Dataset entries:
---------------

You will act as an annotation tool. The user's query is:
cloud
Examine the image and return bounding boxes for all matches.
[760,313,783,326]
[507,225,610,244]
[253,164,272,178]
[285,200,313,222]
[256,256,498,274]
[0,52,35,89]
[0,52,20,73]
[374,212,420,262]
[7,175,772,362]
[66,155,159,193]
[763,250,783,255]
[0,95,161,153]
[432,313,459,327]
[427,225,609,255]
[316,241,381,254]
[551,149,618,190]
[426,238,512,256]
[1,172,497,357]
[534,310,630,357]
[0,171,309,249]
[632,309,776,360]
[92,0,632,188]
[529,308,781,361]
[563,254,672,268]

---------------

▶ _AIM OF THE EXERCISE_: Exactly and without omission, set down every entry.

▶ _SOLUTION_:
You will act as an annotation tool. The user's query is:
cloud
Examine the image and return bounding boxes for all matches.
[760,313,783,326]
[507,225,610,244]
[253,164,272,178]
[285,200,313,222]
[256,256,498,274]
[0,52,35,89]
[0,52,20,73]
[374,212,420,262]
[7,175,772,362]
[66,155,159,193]
[763,250,783,255]
[0,95,161,153]
[432,313,459,327]
[427,225,609,255]
[316,241,381,254]
[551,149,618,190]
[426,238,512,256]
[1,172,497,357]
[534,310,630,357]
[0,171,309,249]
[632,309,776,360]
[92,0,632,188]
[529,308,781,361]
[563,254,672,268]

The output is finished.